This is an automated email from the ASF dual-hosted git repository.
lzljs3620320 pushed a commit to branch master
in repository https://gitbox.apache.org/repos/asf/paimon.git
The following commit(s) were added to refs/heads/master by this push:
new 309a354ee6 [python] Fix pyarrow6 compatibility issue with path parsing
and get_file_info (#7292)
309a354ee6 is described below
commit 309a354ee6fe845a4d4b7001e43fa1f60c2084dc
Author: XiaoHongbo <[email protected]>
AuthorDate: Wed Feb 25 20:12:25 2026 +0800
[python] Fix pyarrow6 compatibility issue with path parsing and
get_file_info (#7292)
1. REST read and write fail with error:
`oss://bucket_name/xxxx/yyy/sample/bucket-0/test-0.parquet:
When listing objects under key 'yyy/sample/bucket-0' in bucket 'xxxx':
AWS Error [code 133]: The specified key does not exist.`
PR #7180 addressed OSS + PyArrow 6 by passing key-only (no netloc), but
PyArrow 6 still has a issue about parsing the first path segment as
bucket.
**Behavior difference**:
- PyArrow 6: treats path `a/b/c` as `bucket=a, key=b/c`
- PyArrow 7+: uses bucket from connection and treats entire string as
key `a/b/c`
2. **get_file_info() inconsistency**:
- PyArrow 7+: returns `FileInfo` with `FileType.NotFound` for
non-existent paths
- PyArrow 6: throws `OSError` with message `AWS Error [code 133]: The
specified key does not exist`
---
.../pypaimon/filesystem/pyarrow_file_io.py | 48 ++++++++++------
paimon-python/pypaimon/tests/file_io_test.py | 66 ++++++++++++++++++----
2 files changed, 88 insertions(+), 26 deletions(-)
diff --git a/paimon-python/pypaimon/filesystem/pyarrow_file_io.py
b/paimon-python/pypaimon/filesystem/pyarrow_file_io.py
index cb689baeaf..c02c5f62a8 100644
--- a/paimon-python/pypaimon/filesystem/pyarrow_file_io.py
+++ b/paimon-python/pypaimon/filesystem/pyarrow_file_io.py
@@ -17,6 +17,7 @@
################################################################################
import logging
import os
+import re
import subprocess
import uuid
from datetime import datetime, timezone
@@ -40,11 +41,15 @@ from pypaimon.table.row.row_kind import RowKind
from pypaimon.write.blob_format_writer import BlobFormatWriter
+def _pyarrow_lt_7():
+ return parse(pyarrow.__version__) < parse("7.0.0")
+
+
class PyArrowFileIO(FileIO):
def __init__(self, path: str, catalog_options: Options):
self.properties = catalog_options
self.logger = logging.getLogger(__name__)

**********

▶ TO BE DONE
(a) Rewrite the part of the commit email starting with "lzljs3620320 pushed a" and going on through "and get_file_info (#7292)", changing "master" to "main".
(b) According to the commit email, how does PyArrow 6 interpret the path `a/b/c`?

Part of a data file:
**********

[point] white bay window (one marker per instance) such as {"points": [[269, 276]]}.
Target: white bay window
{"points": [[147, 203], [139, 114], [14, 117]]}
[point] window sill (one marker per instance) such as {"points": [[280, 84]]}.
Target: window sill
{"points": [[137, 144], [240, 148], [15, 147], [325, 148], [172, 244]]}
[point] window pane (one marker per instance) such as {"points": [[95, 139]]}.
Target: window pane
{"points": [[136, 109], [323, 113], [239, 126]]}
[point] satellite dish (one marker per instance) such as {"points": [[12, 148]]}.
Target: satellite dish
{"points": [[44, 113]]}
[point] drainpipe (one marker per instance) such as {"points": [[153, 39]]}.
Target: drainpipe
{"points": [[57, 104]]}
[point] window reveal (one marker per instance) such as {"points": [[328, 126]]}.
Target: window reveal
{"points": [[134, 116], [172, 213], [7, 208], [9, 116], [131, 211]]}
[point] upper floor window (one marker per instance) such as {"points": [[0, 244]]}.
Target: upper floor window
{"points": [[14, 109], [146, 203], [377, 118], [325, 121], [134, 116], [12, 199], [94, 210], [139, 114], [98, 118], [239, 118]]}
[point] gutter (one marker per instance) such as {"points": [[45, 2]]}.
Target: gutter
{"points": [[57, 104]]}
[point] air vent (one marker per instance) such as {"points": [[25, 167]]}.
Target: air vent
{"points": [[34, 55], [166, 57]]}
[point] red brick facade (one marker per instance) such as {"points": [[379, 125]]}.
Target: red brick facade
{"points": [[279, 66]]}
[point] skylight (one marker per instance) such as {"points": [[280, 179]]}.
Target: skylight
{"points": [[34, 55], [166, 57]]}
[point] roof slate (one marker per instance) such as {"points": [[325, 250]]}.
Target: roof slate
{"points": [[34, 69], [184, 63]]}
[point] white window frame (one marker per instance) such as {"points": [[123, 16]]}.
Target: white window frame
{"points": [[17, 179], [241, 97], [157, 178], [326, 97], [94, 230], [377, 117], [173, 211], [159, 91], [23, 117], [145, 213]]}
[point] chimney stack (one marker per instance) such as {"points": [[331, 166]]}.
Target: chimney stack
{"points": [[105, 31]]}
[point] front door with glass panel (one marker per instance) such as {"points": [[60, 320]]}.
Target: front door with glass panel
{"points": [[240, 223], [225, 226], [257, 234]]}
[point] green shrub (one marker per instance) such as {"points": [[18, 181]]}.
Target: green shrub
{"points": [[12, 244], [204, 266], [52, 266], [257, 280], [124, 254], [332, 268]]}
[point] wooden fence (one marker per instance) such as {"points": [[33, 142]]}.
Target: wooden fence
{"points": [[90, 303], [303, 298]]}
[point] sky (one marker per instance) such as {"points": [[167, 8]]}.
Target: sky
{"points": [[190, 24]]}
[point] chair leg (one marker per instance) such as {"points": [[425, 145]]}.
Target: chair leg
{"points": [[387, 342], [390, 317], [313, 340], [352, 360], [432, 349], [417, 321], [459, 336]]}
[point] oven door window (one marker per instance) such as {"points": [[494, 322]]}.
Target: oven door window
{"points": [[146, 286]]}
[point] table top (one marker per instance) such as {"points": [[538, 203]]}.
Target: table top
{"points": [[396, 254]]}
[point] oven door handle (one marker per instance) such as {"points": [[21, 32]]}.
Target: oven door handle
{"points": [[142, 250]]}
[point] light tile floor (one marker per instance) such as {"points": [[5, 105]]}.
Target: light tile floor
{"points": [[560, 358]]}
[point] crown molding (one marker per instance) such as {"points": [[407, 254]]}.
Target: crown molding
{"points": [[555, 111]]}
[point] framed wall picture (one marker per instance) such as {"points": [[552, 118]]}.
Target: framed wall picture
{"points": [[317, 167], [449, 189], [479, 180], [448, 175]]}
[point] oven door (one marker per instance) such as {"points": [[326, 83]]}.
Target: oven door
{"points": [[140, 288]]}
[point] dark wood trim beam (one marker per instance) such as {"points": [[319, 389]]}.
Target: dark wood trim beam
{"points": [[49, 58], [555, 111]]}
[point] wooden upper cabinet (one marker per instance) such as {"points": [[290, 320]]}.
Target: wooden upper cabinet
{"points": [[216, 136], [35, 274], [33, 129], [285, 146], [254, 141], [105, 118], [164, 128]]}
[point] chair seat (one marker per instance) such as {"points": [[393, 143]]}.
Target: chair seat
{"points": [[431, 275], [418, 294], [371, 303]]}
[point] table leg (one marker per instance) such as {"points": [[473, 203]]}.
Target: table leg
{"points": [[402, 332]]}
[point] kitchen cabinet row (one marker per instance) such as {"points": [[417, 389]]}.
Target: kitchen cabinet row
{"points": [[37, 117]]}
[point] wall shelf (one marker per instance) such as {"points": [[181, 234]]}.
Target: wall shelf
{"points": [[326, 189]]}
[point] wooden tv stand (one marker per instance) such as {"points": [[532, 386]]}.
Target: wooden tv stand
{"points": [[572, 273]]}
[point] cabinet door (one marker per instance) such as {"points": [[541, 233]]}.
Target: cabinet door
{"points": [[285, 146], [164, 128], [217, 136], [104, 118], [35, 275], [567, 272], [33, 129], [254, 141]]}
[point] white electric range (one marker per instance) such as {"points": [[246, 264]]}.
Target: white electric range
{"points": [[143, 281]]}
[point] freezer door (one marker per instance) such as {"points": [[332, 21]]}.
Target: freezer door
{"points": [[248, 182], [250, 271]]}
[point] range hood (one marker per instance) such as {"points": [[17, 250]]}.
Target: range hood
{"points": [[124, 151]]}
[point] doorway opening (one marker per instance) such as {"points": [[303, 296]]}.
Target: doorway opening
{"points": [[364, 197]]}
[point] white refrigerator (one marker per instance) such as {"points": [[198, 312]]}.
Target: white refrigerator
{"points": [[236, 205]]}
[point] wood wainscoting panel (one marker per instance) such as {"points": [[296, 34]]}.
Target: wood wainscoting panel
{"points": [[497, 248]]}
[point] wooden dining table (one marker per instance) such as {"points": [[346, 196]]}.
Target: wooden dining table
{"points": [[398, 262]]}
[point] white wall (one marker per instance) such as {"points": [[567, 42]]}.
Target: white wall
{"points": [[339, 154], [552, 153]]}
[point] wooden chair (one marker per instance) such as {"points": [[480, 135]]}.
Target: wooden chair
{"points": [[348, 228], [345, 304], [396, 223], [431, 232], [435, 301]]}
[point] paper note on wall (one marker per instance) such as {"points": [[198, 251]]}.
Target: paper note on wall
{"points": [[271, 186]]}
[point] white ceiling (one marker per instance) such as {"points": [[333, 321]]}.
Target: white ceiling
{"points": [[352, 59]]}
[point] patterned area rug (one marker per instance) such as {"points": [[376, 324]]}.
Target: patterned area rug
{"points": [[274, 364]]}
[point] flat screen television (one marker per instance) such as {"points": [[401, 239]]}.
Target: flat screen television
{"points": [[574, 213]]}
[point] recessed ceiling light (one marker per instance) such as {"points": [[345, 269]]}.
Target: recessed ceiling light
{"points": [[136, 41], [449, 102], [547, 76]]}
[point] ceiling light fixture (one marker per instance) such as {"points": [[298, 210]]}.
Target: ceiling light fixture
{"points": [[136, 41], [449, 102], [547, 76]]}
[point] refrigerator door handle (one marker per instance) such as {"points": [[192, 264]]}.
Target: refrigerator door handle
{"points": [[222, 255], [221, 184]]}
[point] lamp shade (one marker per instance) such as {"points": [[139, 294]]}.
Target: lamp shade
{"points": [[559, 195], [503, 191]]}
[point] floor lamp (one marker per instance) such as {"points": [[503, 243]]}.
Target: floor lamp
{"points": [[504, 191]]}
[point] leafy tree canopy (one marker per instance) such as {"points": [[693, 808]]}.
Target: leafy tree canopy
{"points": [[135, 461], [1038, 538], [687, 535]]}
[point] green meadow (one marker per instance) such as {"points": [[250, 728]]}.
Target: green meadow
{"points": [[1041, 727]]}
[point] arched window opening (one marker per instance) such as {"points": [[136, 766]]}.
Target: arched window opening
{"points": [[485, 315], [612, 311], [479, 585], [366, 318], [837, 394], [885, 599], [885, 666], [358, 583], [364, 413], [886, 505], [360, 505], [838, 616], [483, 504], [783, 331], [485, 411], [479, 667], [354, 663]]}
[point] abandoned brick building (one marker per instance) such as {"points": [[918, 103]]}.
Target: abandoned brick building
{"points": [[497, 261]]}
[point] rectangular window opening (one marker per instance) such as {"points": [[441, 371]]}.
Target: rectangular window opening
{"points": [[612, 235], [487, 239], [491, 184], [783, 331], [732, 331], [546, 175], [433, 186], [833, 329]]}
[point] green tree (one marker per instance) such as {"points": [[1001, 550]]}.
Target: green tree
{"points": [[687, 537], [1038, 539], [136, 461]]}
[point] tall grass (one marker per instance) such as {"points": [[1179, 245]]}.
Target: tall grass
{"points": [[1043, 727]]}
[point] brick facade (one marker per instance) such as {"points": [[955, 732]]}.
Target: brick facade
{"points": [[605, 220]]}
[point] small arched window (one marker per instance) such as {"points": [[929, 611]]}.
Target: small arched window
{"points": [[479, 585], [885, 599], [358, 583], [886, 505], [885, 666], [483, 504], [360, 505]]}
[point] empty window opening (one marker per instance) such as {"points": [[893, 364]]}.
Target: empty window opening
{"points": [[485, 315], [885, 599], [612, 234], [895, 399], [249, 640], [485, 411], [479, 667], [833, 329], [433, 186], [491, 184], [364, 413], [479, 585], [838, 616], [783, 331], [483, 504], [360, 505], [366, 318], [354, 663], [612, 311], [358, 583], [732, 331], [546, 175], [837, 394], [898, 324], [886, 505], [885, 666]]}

**********

▶ TASK-BY-TASK SOLUTIONS
(a)
lzljs3620320 pushed a commit to branch main
in repository https://gitbox.apache.org/repos/asf/paimon.git
The following commit(s) were added to refs/heads/main by this push:
new 309a354ee6 [python] Fix pyarrow6 compatibility issue with path parsing
and get_file_info (#7292)

(b) It treats the path as bucket=a and key=b/c.